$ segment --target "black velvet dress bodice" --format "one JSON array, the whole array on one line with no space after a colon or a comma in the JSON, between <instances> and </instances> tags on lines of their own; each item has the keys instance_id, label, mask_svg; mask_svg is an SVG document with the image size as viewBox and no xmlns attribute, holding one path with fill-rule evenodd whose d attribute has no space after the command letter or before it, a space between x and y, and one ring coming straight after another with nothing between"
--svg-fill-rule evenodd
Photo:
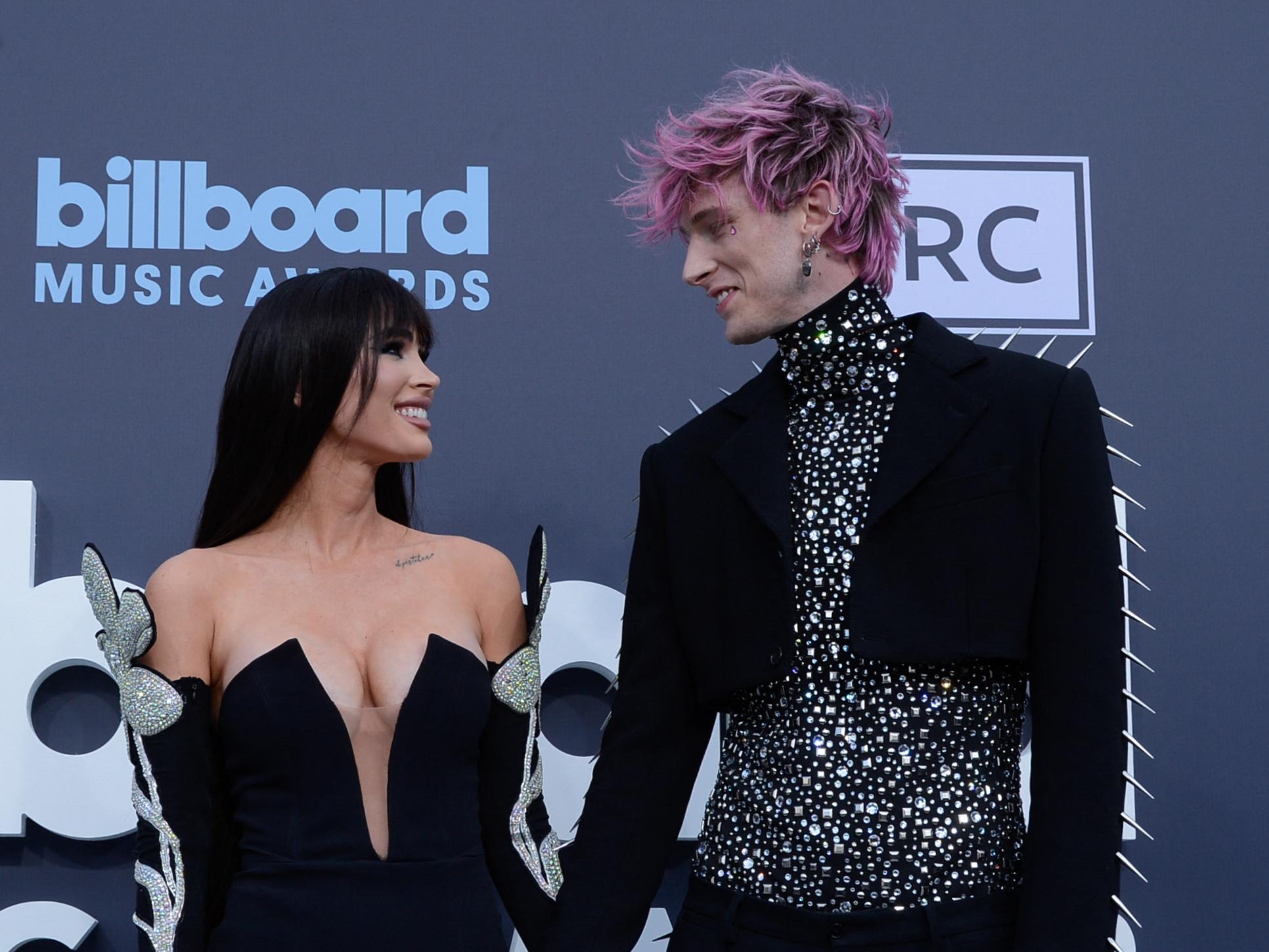
<instances>
[{"instance_id":1,"label":"black velvet dress bodice","mask_svg":"<svg viewBox=\"0 0 1269 952\"><path fill-rule=\"evenodd\" d=\"M477 809L489 677L466 648L429 638L391 742L381 858L345 719L301 643L240 671L217 725L237 861L208 947L263 949L289 936L306 949L501 952Z\"/></svg>"},{"instance_id":2,"label":"black velvet dress bodice","mask_svg":"<svg viewBox=\"0 0 1269 952\"><path fill-rule=\"evenodd\" d=\"M145 595L84 550L119 683L137 811L141 952L530 949L562 885L542 801L538 644L549 581L529 550L528 640L501 662L431 634L400 704L346 707L292 638L225 686L141 662Z\"/></svg>"}]
</instances>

-- AUFGABENBESCHREIBUNG --
Kannst du in den Zeilen oben „Photo“ gegen „Bild“ austauschen und alles andere unverändert wiedergeben? Die Bilder lässt du dabei weg.

-- AUFGABENERGEBNIS --
$ segment --target "black velvet dress bodice" --format "one JSON array, the whole array on one line with no space after a colon or a comma in the JSON, between <instances> and </instances> tags on lines of their own; each item has the keys instance_id, label, mask_svg; mask_svg is an SVG document with the image size as viewBox and no xmlns attribute, holding one path with fill-rule evenodd whose d attribute has no space after the command letter or before it, a space between x and y, and one ring coming straight after another with nothing between"
--svg-fill-rule evenodd
Bild:
<instances>
[{"instance_id":1,"label":"black velvet dress bodice","mask_svg":"<svg viewBox=\"0 0 1269 952\"><path fill-rule=\"evenodd\" d=\"M477 809L489 677L466 648L429 638L391 742L381 858L345 719L301 643L240 671L217 725L237 861L208 947L263 949L289 936L306 949L501 952Z\"/></svg>"},{"instance_id":2,"label":"black velvet dress bodice","mask_svg":"<svg viewBox=\"0 0 1269 952\"><path fill-rule=\"evenodd\" d=\"M145 595L84 550L119 683L137 811L141 952L530 949L562 885L542 801L538 644L549 581L529 550L528 640L501 662L431 634L400 704L346 707L292 638L225 686L141 662Z\"/></svg>"}]
</instances>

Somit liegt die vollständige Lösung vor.